Let A represent $\frac{1}{2}+\frac{1}{4}+\frac{1}{6}+\frac{1}{8}+\frac{1}{10}+......$ and B represent $\frac{1}{3}+\frac{1}{5}+\frac{1}{7}+\frac{1}{9}+\frac{1}{11}+......$
$$A+B=\frac{1}{2}+\frac{1}{3}+\frac{1}{4}+\frac{1}{5}+\frac{1}{6}+......=2A-1$$ and then $$A-B=1$$ thus $$\left(\frac{1}{2}-\frac{1}{3}\right)+\left(\frac{1}{4}-\frac{1}{5}\right)+\left(\frac{1}{6}-\frac{1}{7}\right)+......=1$$ Now set N as $\left(\frac{1}{3}-\frac{1}{4}\right)+\left(\frac{1}{5}-\frac{1}{6}\right)+\left(\frac{1}{7}-\frac{1}{8}\right)+......$, a positive number $$N+(A-B)=\frac{1}{2}+\left(\frac{1}{3}-\frac{1}{3}\right)+\left(\frac{1}{4}-\frac{1}{4}\right)+\left(\frac{1}{5}-\frac{1}{5}\right)+......=\frac{1}{2}$$ $$N+1=\frac{1}{2}$$ $$N=-\frac{1}{2}$$
What is wrong with this logic?

▸ REQUIRED TASK: Copy out the stretch of the series argument that begins with "Let A represent" and ends with "with this logic?", substituting "denote" for "represent". The records have no connection to the series argument.

▸ MATERIAL SHOWN:
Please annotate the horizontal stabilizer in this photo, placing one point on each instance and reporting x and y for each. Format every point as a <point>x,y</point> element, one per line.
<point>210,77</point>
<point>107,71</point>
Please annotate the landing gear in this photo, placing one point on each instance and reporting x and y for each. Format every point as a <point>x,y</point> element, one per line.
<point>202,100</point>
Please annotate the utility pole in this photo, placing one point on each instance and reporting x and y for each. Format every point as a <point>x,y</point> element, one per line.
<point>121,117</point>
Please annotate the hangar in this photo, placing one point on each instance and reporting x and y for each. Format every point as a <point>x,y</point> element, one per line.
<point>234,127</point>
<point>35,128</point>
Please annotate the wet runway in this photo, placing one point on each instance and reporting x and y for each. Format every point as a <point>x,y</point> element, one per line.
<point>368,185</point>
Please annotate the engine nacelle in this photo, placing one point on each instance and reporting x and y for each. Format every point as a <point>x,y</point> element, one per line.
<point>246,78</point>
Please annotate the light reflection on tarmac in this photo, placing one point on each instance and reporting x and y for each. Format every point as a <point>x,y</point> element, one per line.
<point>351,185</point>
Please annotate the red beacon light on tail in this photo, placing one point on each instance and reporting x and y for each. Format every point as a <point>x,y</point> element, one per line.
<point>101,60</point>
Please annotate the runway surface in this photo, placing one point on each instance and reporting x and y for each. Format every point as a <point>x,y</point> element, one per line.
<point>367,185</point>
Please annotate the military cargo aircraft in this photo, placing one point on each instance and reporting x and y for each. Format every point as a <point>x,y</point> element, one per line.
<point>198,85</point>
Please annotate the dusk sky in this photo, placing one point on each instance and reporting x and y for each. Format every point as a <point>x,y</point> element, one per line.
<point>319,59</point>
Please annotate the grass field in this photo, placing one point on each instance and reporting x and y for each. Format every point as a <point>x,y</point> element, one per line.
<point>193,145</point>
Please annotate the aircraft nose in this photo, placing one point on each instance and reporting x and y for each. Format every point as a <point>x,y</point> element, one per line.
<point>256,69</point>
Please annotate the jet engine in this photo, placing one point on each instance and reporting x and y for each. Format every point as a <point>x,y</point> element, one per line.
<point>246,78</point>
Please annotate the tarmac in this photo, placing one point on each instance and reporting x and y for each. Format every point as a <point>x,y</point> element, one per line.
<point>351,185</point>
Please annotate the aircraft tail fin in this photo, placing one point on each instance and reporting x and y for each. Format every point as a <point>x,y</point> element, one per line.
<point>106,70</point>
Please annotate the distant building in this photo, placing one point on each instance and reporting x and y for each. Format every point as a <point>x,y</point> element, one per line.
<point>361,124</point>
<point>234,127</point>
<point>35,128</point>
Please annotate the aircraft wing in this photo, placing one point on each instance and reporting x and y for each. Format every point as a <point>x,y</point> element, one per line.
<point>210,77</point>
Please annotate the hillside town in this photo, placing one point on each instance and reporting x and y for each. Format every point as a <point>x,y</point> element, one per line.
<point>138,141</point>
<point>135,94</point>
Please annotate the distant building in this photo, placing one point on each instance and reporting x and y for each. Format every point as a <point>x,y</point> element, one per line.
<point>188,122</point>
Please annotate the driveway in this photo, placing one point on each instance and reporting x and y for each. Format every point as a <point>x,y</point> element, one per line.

▸ WRITTEN REPLY:
Let A denote $\frac{1}{2}+\frac{1}{4}+\frac{1}{6}+\frac{1}{8}+\frac{1}{10}+......$ and B denote $\frac{1}{3}+\frac{1}{5}+\frac{1}{7}+\frac{1}{9}+\frac{1}{11}+......$
$$A+B=\frac{1}{2}+\frac{1}{3}+\frac{1}{4}+\frac{1}{5}+\frac{1}{6}+......=2A-1$$ and then $$A-B=1$$ thus $$\left(\frac{1}{2}-\frac{1}{3}\right)+\left(\frac{1}{4}-\frac{1}{5}\right)+\left(\frac{1}{6}-\frac{1}{7}\right)+......=1$$ Now set N as $\left(\frac{1}{3}-\frac{1}{4}\right)+\left(\frac{1}{5}-\frac{1}{6}\right)+\left(\frac{1}{7}-\frac{1}{8}\right)+......$, a positive number $$N+(A-B)=\frac{1}{2}+\left(\frac{1}{3}-\frac{1}{3}\right)+\left(\frac{1}{4}-\frac{1}{4}\right)+\left(\frac{1}{5}-\frac{1}{5}\right)+......=\frac{1}{2}$$ $$N+1=\frac{1}{2}$$ $$N=-\frac{1}{2}$$
What is wrong with this logic?